PROBLEM DESCRIPTION: Using the passage on access to commercially sensitive information, state which agreements cover the exchange of confidential information related to the certification and installation of aircraft seats by Boeing.

##### PASSAGE #####

Access to commercially sensitive information

(94)    Paragraph 78 of the Commission’s Non-Horizontal Merger Guidelines notes the possibility that, by vertically integrating, the merged entity may gain access to commercially sensitive information on the upstream or downstream activities of non-integrated rivals. As a result, competitors may be put at a competitive disadvantage thereby dissuading them to enter or expand in the market.

(95)    As regards the application of those principles to the present case, the Commission notes, first, that several  of  the  arguments  discussed  in paragraphs (69)(67) to (92) also argue against significant adverse effects on the relevant  markets  of  the  sharing  of  confidential  information.  For instance, (i)   significant demand for aircraft seats in a growing market is likely to remain available for third party seat manufacturers even if they reduce their sales of aircraft seats on Boeing aircraft due to the risk of disclosing confidential information to the Seats JV; (ii) Boeing is expecting to continue installing third party aircraft seats on its aircraft for years to come, driven among other reasons by the final customers’ preferences for the seats of certain suppliers, giving Boeing incentives to find mutually satisfactory agreements with the seat manufacturers regarding their confidential information; (iii) the Seats JV represents a new entrant, offering more choice and potentially boosting innovation also from incumbent seat manufacturers; and (iv) Airbus is likely to have means to react if adverse effects materialise or risk materialising on the  seat markets.

(96)    Second, business confidential information that is critical for the design, development and manufacture of aircraft seats can be protected under IP rights legislation. IP rights protection is enforceable in court and it confers a protection against any potential misappropriation of sensitive information. Third party aircraft seat suppliers can therefore have recourse to IP law to safeguard their IP rights and protect sensitive information.

(97)    Third, the exchange of confidential information related to the certification and installation of aircraft seats by Boeing is covered by Proprietary Information Agreements as set out in paragraph (53). (91) Those agreements will prohibit the sharing of confidential information of competing aircraft seats suppliers with the Seats JV and can be enforced through litigation. Boeing has safeguards in place to limit the circulation of the confidential information and to implement the provisions of the non-disclosure agreements as  outlined  in  paragraphs (54)  and (55).

##### DATA SUPPLIED #####

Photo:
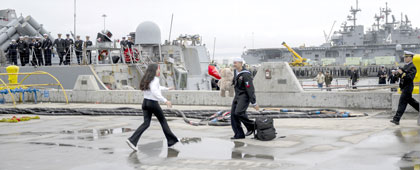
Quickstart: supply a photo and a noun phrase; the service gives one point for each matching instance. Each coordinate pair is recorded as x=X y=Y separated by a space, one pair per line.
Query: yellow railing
x=13 y=86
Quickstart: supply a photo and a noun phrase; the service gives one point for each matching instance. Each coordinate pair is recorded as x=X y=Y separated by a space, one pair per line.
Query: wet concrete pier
x=98 y=142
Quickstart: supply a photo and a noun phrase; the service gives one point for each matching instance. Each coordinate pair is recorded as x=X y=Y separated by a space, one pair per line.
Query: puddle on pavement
x=93 y=134
x=408 y=135
x=202 y=148
x=108 y=150
x=410 y=161
x=27 y=133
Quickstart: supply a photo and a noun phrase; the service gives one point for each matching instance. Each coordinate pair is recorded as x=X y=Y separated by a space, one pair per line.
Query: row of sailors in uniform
x=42 y=50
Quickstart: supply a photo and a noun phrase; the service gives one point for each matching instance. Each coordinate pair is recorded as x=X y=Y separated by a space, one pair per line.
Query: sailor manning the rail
x=407 y=74
x=244 y=95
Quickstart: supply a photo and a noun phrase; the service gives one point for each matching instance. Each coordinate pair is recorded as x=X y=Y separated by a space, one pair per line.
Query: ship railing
x=9 y=86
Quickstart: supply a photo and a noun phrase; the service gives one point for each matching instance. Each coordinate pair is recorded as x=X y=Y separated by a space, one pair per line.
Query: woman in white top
x=152 y=96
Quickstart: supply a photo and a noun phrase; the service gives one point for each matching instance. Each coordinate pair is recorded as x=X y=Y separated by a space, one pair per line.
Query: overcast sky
x=232 y=22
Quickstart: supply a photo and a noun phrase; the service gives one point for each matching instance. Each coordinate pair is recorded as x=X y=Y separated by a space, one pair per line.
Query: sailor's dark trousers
x=238 y=115
x=406 y=98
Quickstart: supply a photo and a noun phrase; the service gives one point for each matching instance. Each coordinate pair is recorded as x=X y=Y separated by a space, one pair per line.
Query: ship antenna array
x=354 y=11
x=386 y=11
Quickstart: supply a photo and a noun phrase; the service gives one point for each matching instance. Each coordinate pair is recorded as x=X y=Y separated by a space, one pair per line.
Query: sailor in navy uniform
x=244 y=95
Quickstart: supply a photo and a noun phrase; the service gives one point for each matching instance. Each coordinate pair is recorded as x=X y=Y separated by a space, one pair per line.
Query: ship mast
x=354 y=11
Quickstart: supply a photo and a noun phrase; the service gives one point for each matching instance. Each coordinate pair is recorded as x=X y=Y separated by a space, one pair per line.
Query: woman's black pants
x=150 y=107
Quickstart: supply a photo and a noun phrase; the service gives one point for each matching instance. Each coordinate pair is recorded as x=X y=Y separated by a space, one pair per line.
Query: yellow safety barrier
x=13 y=79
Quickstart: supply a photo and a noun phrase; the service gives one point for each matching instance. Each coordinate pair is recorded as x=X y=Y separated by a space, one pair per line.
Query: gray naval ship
x=184 y=61
x=382 y=44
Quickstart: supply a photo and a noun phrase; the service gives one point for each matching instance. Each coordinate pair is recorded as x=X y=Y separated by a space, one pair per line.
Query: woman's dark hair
x=148 y=76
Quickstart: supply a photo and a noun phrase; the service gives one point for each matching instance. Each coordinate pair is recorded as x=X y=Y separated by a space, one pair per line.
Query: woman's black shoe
x=249 y=133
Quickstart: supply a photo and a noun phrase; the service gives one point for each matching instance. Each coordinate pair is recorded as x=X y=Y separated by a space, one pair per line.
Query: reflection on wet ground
x=203 y=148
x=109 y=150
x=93 y=134
x=410 y=160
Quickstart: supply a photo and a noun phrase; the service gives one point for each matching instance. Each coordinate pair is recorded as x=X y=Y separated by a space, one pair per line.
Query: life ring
x=102 y=54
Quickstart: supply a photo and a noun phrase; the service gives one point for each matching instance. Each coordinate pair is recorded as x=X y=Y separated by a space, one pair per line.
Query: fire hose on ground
x=205 y=117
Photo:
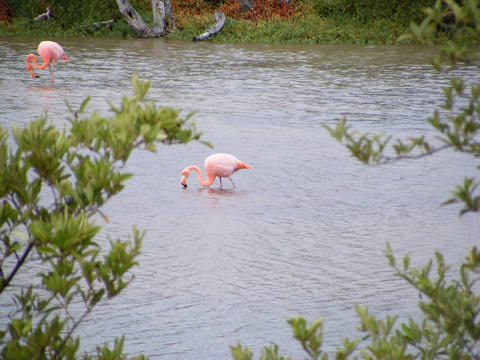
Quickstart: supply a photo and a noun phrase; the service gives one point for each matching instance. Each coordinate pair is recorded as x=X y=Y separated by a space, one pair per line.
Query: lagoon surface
x=304 y=232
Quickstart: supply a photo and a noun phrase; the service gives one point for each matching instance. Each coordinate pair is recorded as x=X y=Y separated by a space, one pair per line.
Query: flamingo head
x=185 y=174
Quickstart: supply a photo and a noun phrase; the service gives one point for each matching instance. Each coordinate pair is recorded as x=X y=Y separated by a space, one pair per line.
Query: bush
x=52 y=185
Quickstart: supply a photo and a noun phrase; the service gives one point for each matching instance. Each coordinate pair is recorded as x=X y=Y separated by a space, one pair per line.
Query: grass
x=304 y=22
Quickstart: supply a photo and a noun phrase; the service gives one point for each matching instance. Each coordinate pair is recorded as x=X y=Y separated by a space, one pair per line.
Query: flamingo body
x=217 y=165
x=50 y=52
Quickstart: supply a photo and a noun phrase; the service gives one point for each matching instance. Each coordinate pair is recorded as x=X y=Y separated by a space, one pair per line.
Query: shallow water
x=304 y=232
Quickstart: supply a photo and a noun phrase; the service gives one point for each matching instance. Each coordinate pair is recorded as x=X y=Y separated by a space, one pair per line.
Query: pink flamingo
x=50 y=52
x=221 y=165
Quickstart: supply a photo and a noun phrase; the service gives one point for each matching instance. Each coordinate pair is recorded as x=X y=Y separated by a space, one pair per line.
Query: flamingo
x=50 y=52
x=221 y=165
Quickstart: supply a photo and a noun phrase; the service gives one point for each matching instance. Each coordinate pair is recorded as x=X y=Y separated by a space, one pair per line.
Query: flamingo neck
x=208 y=182
x=34 y=59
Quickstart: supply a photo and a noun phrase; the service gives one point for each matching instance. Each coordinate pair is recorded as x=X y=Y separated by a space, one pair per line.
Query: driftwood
x=98 y=25
x=246 y=5
x=215 y=29
x=45 y=16
x=163 y=20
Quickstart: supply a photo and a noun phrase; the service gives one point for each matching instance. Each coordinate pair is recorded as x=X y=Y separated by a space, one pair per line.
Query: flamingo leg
x=51 y=72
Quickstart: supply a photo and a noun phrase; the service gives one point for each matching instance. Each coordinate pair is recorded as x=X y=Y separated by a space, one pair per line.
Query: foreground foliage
x=450 y=327
x=53 y=184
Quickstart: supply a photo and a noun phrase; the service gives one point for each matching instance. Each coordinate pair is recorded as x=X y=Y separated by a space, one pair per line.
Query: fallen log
x=162 y=13
x=215 y=29
x=45 y=16
x=98 y=25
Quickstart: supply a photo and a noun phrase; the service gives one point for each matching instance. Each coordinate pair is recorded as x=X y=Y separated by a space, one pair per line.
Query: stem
x=20 y=262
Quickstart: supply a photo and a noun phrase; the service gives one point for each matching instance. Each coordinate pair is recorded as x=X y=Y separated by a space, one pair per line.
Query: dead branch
x=215 y=29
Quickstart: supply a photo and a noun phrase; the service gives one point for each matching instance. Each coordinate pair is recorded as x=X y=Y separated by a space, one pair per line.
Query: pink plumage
x=50 y=52
x=217 y=165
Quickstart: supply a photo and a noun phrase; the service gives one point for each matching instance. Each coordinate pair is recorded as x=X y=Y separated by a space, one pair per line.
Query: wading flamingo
x=221 y=165
x=50 y=52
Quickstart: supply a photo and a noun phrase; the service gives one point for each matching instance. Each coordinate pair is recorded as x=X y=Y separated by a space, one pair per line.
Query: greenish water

#####

THE OUTPUT: Proprietary Information Agreements.